= Assignment =
Can you continue the text on raising mountain quails, picking up after its final sentence?

Ground snakes also sneak into their nests where they steal eggs.


Sometimes, there is an outbreak of diseases that spread to the Mountain quails territory and swipe down large numbers.

Your domestic quails are safe if they do not interact with other wild birds that may bring diseases to them.

Draught and Famine

Although mountain quails are hardy and survive even in deserts where water and food is scarce, sometimes things go haywire.

The change in the weather pattern brought about by global warming has made the weather become too harsh for these birds.

At times it does not rain denying seeds the opportunity to germinate and provide green food for quails. Also, water becomes scarce and they end up dehydrating to death.

Health Issues

Mountain quails are hardy doing well in cold and hot climates. They are strong and robust quails that are not affected by common poultry diseases.

However, they are infested with common chicken mites and lice that hide under their compact plumage. These parasites suck blood and damage the growing feathers.

Using small amounts of diatomaceous earth powder in their dust bathing sand can help get rid of these harmful ecto-parasites?

Quails are also infested with internal worms. Use an effective wormer on a regular basis as recommended by a qualified vet.

Also, you can raise the quail cages and coops above the ground to prevent the birds from collecting eggs that fall with droppings on the ground.

Raising Mountain quails

Quails start from the tiny eggs. To raise these birds successfully, you need to have the right requirements to keep snow mountain quails.

So, where do you start?

Incubating mountain quail eggs

Before you power on your egg incubator or a quail egg hatcher, make sure you have fertilized eggs because they are likely going to hatch into baby quails.

Fertile eggs can be bought from well-known quail breeders or they can be those laid by your quail hens that have mated with a male quail.

For those who do not have egg incubators, you can use some chicken breeds like Cochin bantams and Silkies to hatch them and help raise the young.

Normally Mountain quail eggs will take between 22-25 days to hatch unlike Coturnix quail eggs that take an average of 17-19 days.

You can also choose to buy Mountain quail chicks from hatcheries like McMurray if you do not have the means to hatch some.


After hatching, quail chicks are moved to the brooder where they will remain for the next 6-8 weeks until they are full feathered and able to regulate their body temperatures.

Always ensure that the brooder temperatures remain at optimum temperatures of 95 degrees. If the warmth exceeds the above temperatures, the chicks may bake to death.

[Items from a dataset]
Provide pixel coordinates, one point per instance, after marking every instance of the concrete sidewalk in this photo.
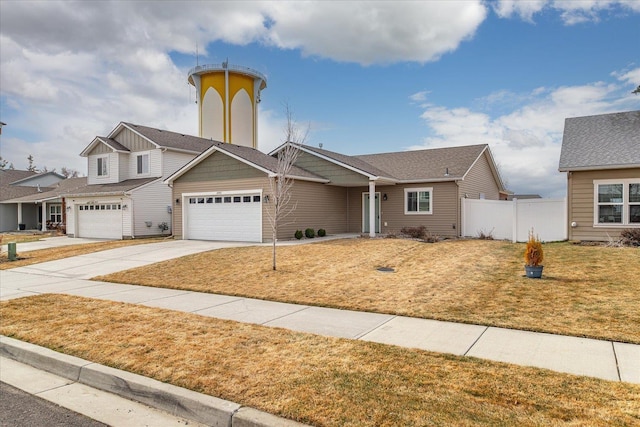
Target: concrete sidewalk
(607, 360)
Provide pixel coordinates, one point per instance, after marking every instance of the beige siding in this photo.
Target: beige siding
(581, 203)
(219, 167)
(443, 221)
(100, 149)
(318, 206)
(337, 174)
(480, 180)
(180, 188)
(133, 141)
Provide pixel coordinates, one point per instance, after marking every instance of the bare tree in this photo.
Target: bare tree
(281, 181)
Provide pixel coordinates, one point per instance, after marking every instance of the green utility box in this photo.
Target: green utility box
(12, 251)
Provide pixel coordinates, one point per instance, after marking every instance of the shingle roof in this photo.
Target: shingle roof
(107, 189)
(605, 141)
(174, 140)
(45, 193)
(353, 161)
(432, 164)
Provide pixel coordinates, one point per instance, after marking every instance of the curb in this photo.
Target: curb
(174, 400)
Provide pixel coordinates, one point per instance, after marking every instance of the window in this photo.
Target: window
(55, 213)
(102, 166)
(418, 201)
(617, 202)
(143, 164)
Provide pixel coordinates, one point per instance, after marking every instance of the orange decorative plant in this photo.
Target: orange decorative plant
(533, 254)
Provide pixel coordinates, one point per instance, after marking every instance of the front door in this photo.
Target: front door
(365, 212)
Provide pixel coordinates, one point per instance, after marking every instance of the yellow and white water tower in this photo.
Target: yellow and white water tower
(228, 97)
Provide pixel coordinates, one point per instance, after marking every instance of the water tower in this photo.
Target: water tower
(228, 97)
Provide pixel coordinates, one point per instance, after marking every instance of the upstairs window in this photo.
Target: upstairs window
(103, 169)
(418, 201)
(143, 164)
(617, 202)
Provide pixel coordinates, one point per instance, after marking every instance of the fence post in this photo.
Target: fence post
(514, 237)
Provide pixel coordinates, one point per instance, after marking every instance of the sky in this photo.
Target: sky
(367, 77)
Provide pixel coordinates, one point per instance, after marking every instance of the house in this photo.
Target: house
(21, 195)
(124, 195)
(601, 155)
(224, 193)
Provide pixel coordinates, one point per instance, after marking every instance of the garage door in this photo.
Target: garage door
(233, 217)
(100, 221)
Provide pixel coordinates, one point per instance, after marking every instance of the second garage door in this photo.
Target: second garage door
(234, 217)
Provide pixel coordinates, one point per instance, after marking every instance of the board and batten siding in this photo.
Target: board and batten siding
(207, 187)
(443, 221)
(581, 201)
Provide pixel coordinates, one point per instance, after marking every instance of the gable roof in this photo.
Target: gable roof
(157, 137)
(248, 155)
(606, 141)
(436, 164)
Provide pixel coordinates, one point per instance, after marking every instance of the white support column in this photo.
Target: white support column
(19, 214)
(372, 209)
(44, 216)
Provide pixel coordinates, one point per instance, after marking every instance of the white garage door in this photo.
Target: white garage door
(100, 221)
(233, 217)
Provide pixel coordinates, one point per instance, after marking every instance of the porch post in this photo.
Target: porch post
(19, 214)
(44, 216)
(372, 209)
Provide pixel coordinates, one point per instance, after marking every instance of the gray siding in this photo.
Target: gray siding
(218, 167)
(132, 141)
(318, 206)
(581, 203)
(479, 180)
(100, 149)
(443, 221)
(337, 174)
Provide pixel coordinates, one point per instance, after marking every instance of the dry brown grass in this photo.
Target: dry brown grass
(585, 291)
(44, 255)
(313, 379)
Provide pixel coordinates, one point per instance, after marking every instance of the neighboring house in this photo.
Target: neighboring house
(124, 195)
(224, 193)
(601, 155)
(21, 194)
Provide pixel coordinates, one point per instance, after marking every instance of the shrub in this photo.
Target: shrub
(533, 253)
(630, 236)
(415, 232)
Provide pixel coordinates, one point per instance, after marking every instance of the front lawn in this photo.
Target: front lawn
(313, 379)
(588, 291)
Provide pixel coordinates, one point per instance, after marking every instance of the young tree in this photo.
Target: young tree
(280, 181)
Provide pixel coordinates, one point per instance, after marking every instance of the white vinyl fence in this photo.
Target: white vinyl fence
(512, 220)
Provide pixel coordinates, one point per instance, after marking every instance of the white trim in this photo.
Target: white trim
(419, 190)
(625, 204)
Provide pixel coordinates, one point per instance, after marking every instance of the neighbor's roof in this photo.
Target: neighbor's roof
(174, 140)
(606, 141)
(118, 188)
(45, 193)
(450, 163)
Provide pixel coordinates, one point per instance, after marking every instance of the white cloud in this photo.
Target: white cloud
(526, 142)
(572, 12)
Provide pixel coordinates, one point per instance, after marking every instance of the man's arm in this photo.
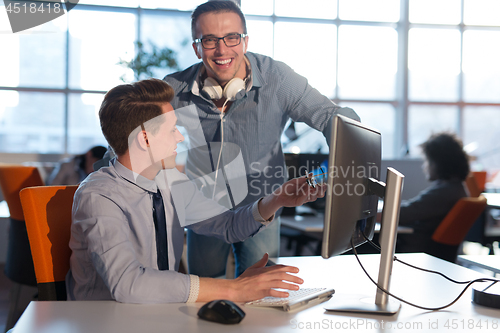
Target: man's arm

= Exercise response =
When the temperatures are low, they chill and get too cold succumbing to hypothermia. Use a thermometer to tell the temperature or observe the bird’s behavior.

If the baby quails are evenly scattered in the quail brooder, the conditions are optimum. When they are huddled together under the heat source they are cold and when they are far away from the heat source and crowded in one corner, it is too hot for them.


Unlike chickens, mountain quails are game birds and require feeds that contain protein at the level of 28-30%.

Common chicken feeds you get from your local store do not have this protein content. But instead when you go to your feed store, ask for a game bird feed that is rich in protein.

Apart from food, quails require plenty of clean drinking water to keep their bodies hydrated and cool. Because quail chicks are very small, they can easily drown in common waterers and die.

Instead, use soda bottle caps as your quail waterer because they will hold enough amounts for these tiny critters to drink.


Quail coops are very important because they will shelter these birds from harsh elements and keep them away from predators.

Because quails are small and flightily, they don’t require large coops with high roofs. Birds living in such coops, they will easily fly when frightened and break their wings and necks to death.

Mountain quails can be raised in stacked cages that occupy small space and make it easy to monitor their behavior.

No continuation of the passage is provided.